Type the records out again in full, exactly.

##### DATASET ENTRIES #####

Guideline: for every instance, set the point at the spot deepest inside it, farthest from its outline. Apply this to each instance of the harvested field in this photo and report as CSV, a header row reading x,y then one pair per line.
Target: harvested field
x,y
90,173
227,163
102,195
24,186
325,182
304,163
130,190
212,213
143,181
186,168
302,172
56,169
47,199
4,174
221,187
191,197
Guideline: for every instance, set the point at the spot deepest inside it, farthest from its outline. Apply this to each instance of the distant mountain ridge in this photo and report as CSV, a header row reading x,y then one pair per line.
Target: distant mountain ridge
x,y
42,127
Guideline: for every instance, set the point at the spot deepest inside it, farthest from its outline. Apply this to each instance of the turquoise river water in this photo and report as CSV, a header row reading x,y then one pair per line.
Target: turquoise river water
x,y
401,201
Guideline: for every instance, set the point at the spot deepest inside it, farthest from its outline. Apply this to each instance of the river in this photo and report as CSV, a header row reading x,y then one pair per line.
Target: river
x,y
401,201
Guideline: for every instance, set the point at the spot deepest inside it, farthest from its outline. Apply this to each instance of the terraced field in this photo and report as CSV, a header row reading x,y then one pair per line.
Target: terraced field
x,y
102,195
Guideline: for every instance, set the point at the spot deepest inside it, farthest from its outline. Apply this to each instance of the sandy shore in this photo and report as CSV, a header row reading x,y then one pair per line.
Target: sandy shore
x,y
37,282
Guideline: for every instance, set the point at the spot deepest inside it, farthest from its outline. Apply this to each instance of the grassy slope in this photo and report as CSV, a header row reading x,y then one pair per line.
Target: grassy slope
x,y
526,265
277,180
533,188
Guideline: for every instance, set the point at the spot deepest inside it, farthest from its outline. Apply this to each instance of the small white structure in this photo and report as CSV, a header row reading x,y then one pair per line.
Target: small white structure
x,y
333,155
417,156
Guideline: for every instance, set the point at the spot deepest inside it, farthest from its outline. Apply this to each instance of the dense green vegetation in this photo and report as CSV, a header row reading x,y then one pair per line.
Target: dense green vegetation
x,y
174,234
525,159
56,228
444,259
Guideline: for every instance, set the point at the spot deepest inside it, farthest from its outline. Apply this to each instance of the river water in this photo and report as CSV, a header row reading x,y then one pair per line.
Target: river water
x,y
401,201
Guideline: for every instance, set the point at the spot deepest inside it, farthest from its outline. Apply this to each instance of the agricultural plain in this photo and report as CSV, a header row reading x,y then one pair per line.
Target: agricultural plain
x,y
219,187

#####

* COMPLETED EXERCISE
Guideline: for every instance, set the point at the spot deepest inside it, farthest from its outline. Apply this to each instance of the harvested field in this photo and report as CSV, a header row reading x,y then one pair per line.
Target: harvested field
x,y
90,173
227,163
102,195
24,186
325,182
304,163
130,190
212,213
143,181
186,168
302,172
56,169
47,199
4,174
221,187
191,197
Guideline: for every instance, set the point at the spot deepest inside it, farthest from its outline. Apply this to each instance of the distant mountain ridge in this photo and report as CSV, a header row reading x,y then one pair per line.
Target: distant mountain ridge
x,y
42,127
Guideline: for every instance, set the point at the spot deepest inside it, farthest from its outline. Apply this to each instance of the turquoise river water in this photo and report as CSV, a header row reading x,y then one pair per line.
Target: turquoise river water
x,y
401,201
Guideline: for every instance, set the point at the spot deepest inside it, farthest from its outline. Apply this to each instance of the river in this photo and report as CSV, a header row reading x,y then one pair per line.
Target: river
x,y
401,201
Guideline: for every instance, set the point at the spot deepest inside it, farthest from its outline. Apply this to each instance of the terraced field in this photo and report as CSV, a header row reading x,y then one pair per line.
Target: terraced field
x,y
102,195
Guideline: for every instance, set the point at the spot deepest inside it, farthest from its outline. Apply this to each instance of the sandy shore in this photo and report as CSV, a header row reading x,y then one pair per line.
Target: sandy shore
x,y
37,282
Guideline: for every instance, set the point at the spot deepest inside it, farthest from its outline. Apply this to each instance of the grassy slope in this photo and report as CSV, a header row reading x,y then one pair per line.
Target: grassy slope
x,y
526,265
277,180
533,188
Guideline: for every instance, set the point at the spot deepest inside it, farthest from its outline. Apply this to each instance of the small white structure in this photo and report as CSV, a header row reading x,y then one pair per line.
Target: small white structure
x,y
333,155
417,156
Guideline: for every instance, set the point at the spot deepest inside it, farthest from its outline. Apply this to each instance of the dense green vegetation in this photo and report as CSV, a header row reading x,y then one pair per line.
Target: dense green vegetation
x,y
174,234
525,159
56,228
444,259
Guideline: for every instance, set the point at the spot deepest inside it, farthest from its outline. Apply this to each instance of the river water in this photo and report as CSV, a header row reading x,y then one pair per line.
Target: river water
x,y
401,201
Guideline: for every instance, set the point at the spot deepest inside it, farthest from its outline. Apply this to each instance of the agricultural plain in this photo and report as CSV, a header row reading x,y then one pair per line.
Target: agricultural plain
x,y
219,187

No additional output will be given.